Please transcribe the listing below in full and word for word, without its pictures.

PROVIDED MATERIAL:
*** Begin section ***
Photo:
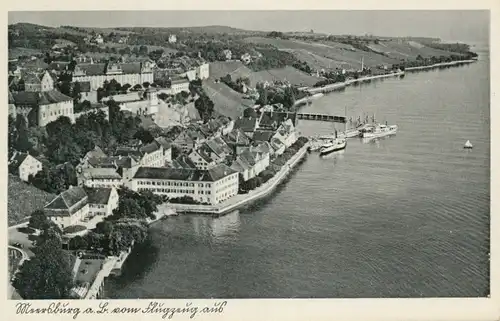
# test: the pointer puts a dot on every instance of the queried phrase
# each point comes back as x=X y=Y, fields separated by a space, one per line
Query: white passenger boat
x=333 y=146
x=379 y=130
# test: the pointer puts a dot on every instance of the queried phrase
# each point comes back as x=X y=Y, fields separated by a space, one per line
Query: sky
x=451 y=25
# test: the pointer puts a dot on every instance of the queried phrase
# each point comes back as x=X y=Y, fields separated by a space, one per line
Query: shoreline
x=341 y=85
x=244 y=199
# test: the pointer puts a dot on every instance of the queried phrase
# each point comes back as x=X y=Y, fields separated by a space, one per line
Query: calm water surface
x=405 y=216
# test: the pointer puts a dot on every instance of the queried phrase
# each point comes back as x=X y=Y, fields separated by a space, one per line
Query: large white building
x=210 y=186
x=124 y=73
x=25 y=165
x=68 y=208
x=41 y=104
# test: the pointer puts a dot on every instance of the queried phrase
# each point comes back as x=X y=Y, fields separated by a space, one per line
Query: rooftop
x=195 y=175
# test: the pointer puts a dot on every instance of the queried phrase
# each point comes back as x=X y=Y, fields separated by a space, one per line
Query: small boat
x=379 y=130
x=333 y=146
x=468 y=145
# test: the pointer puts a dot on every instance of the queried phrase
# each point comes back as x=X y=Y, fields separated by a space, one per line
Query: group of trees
x=278 y=95
x=235 y=85
x=47 y=275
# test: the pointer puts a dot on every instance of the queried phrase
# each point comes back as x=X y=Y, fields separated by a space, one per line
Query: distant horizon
x=449 y=26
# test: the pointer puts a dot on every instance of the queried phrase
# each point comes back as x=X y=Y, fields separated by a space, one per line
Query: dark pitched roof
x=247 y=124
x=164 y=142
x=211 y=175
x=151 y=147
x=64 y=201
x=39 y=98
x=93 y=69
x=273 y=119
x=131 y=68
x=183 y=162
x=98 y=195
x=85 y=86
x=263 y=135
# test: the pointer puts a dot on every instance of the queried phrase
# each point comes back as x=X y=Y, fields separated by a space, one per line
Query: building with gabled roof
x=102 y=201
x=68 y=208
x=124 y=73
x=43 y=107
x=24 y=165
x=211 y=186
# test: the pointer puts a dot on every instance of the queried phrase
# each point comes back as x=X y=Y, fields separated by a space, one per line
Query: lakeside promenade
x=244 y=199
x=340 y=85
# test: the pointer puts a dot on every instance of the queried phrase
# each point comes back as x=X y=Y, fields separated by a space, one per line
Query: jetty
x=322 y=117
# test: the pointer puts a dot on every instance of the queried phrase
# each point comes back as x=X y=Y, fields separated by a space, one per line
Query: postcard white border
x=296 y=309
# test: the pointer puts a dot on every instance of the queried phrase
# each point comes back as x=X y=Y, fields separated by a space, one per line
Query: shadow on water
x=137 y=265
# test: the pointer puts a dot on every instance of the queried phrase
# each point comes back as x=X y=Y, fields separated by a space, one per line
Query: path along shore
x=341 y=85
x=244 y=199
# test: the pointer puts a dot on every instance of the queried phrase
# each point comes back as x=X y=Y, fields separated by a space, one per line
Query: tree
x=144 y=135
x=48 y=275
x=22 y=142
x=38 y=220
x=249 y=112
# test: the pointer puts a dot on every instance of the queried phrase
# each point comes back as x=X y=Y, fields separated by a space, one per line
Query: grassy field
x=227 y=102
x=331 y=54
x=237 y=69
x=18 y=52
x=23 y=199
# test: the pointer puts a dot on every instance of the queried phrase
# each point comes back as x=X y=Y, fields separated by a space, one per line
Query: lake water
x=405 y=216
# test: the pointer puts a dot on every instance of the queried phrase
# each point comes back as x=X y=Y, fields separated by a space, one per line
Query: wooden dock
x=322 y=117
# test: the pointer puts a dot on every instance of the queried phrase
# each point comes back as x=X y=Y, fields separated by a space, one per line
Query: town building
x=179 y=85
x=251 y=163
x=246 y=58
x=102 y=201
x=167 y=149
x=227 y=54
x=86 y=93
x=247 y=124
x=68 y=208
x=99 y=177
x=211 y=186
x=41 y=108
x=123 y=73
x=24 y=165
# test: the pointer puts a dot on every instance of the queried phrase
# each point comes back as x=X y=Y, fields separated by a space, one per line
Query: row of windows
x=176 y=191
x=65 y=111
x=168 y=183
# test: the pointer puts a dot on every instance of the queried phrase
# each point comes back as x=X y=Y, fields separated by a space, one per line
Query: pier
x=322 y=117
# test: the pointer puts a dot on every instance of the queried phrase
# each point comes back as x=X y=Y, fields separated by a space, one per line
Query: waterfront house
x=251 y=162
x=68 y=208
x=24 y=165
x=210 y=186
x=189 y=139
x=227 y=54
x=124 y=73
x=99 y=177
x=201 y=159
x=86 y=93
x=183 y=161
x=246 y=58
x=247 y=124
x=178 y=85
x=102 y=201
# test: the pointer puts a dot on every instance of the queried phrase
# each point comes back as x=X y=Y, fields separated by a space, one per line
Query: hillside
*** End section ***
THE COMPLETED TASK:
Photo:
# test: the pointer puts a dot on every instance of the queried phrase
# each point comes back as x=X y=Y, fields separated by a space, one per line
Query: white passenger boat
x=333 y=146
x=379 y=130
# test: the pointer puts a dot on every instance of the queried phrase
# each point comes back as x=X y=Y, fields separated by a space, one per line
Query: sky
x=451 y=25
# test: the pointer puts a dot on every instance of the queried phrase
# each point comes back as x=X y=Y, fields separated by a space, one per line
Query: shoreline
x=341 y=85
x=244 y=199
# test: the pointer puts a dot on every instance of the queried phrase
# each point comes back as x=X y=Y, fields separated by a space, one per line
Query: calm water surface
x=405 y=216
# test: the pointer puts a dot on every instance of the queried phrase
# each point comes back as x=X y=Y, fields separated by a space, one per line
Query: large white building
x=210 y=186
x=124 y=73
x=25 y=165
x=68 y=208
x=41 y=104
# test: the pointer puts a dot on every instance of the queried phrase
# each point comes back as x=X y=Y, fields separated by a space, one per line
Query: rooftop
x=195 y=175
# test: the pointer puts a dot on every instance of the queried phrase
# each point comes back as x=X y=Y, fields separated by a space, one per line
Query: small boat
x=379 y=130
x=333 y=146
x=468 y=145
# test: the pointer puts a dot on every instance of the queried phrase
# each point comes back as x=X y=Y, fields separated by a space, one per line
Query: group of trees
x=278 y=95
x=235 y=85
x=47 y=275
# test: the pointer puts a dot on every instance of the queried phrase
# each point comes back as x=X y=Y, fields separated by a space, one per line
Query: distant horizon
x=449 y=26
# test: the pointer puts a dot on every instance of the queried phrase
# each point comes back as x=X y=Y, fields separated by a space, one per line
Query: dark pitched roof
x=247 y=124
x=164 y=142
x=211 y=175
x=151 y=147
x=64 y=201
x=39 y=98
x=93 y=69
x=273 y=119
x=131 y=68
x=183 y=162
x=98 y=195
x=85 y=86
x=263 y=135
# test: the pointer puts a dot on every instance of the queried phrase
# each point comes back as x=X y=Y, fields separated by a space, one per line
Query: building with gabled roof
x=102 y=201
x=68 y=208
x=124 y=73
x=43 y=107
x=24 y=165
x=211 y=186
# test: the pointer puts a dot on every instance of the queried phrase
# each point comes back as x=X y=Y, fields separated by a space, one per line
Query: lakeside promenade
x=244 y=199
x=340 y=85
# test: the pointer puts a dot on every instance of the queried phrase
# each point comes back as x=X y=Y, fields separated by a space, one per line
Query: jetty
x=322 y=117
# test: the pointer puts a dot on every instance of the queried phrase
# each point comes back as x=X y=Y, fields separated by a space, one per line
Query: postcard white border
x=296 y=309
# test: the pointer puts a dot on every instance of the queried phrase
# each point comes back as x=X y=Y, fields separated by a space, one per line
Query: shadow on water
x=137 y=265
# test: the pointer puts a dot on every instance of the queried phrase
# each point comes back as x=X y=Y, fields separated by a space, one per line
Query: path along shore
x=341 y=85
x=244 y=199
# test: the pointer puts a dot on every instance of the queried phrase
# each point comes back as x=X y=Y, fields separated by a space, one per line
Query: tree
x=144 y=135
x=48 y=275
x=22 y=142
x=38 y=220
x=249 y=112
# test: the pointer puts a dot on every instance of the queried phrase
# each point comes back as x=X y=Y, fields separated by a space, one per line
Query: grassy field
x=227 y=102
x=331 y=54
x=237 y=69
x=18 y=52
x=23 y=199
# test: the pointer puts a dot on every instance of the queried phrase
# each point comes back as x=X y=Y, fields separated by a space, one per line
Query: lake water
x=405 y=216
# test: the pointer puts a dot on every instance of the queried phrase
# each point comes back as x=X y=Y, fields separated by a space, one per line
Query: wooden dock
x=322 y=117
# test: the pointer puts a dot on every instance of the queried phrase
# each point comes back as x=X y=Y, fields separated by a space, one per line
Query: town building
x=179 y=85
x=251 y=163
x=246 y=58
x=102 y=201
x=167 y=149
x=227 y=54
x=86 y=93
x=247 y=124
x=68 y=208
x=99 y=177
x=211 y=186
x=41 y=108
x=123 y=73
x=24 y=165
# test: the pointer puts a dot on every instance of the queried phrase
# each point comes back as x=X y=Y, fields separated by a space, one per line
Query: row of windows
x=176 y=191
x=65 y=111
x=168 y=183
# test: the pointer puts a dot on every instance of the queried phrase
# each point comes back as x=X y=Y, fields separated by a space, one per line
Query: pier
x=322 y=117
# test: the pointer puts a dot on every instance of the queried phrase
# each point comes back as x=X y=Y, fields separated by a space, one per line
Query: waterfront house
x=251 y=162
x=68 y=208
x=24 y=165
x=210 y=186
x=189 y=139
x=227 y=54
x=124 y=73
x=99 y=177
x=201 y=159
x=86 y=93
x=183 y=161
x=246 y=58
x=247 y=124
x=178 y=85
x=102 y=201
# test: the pointer puts a dot on every instance of the queried phrase
# each point comes back as x=X y=Y, fields separated by a space, one per line
Query: hillside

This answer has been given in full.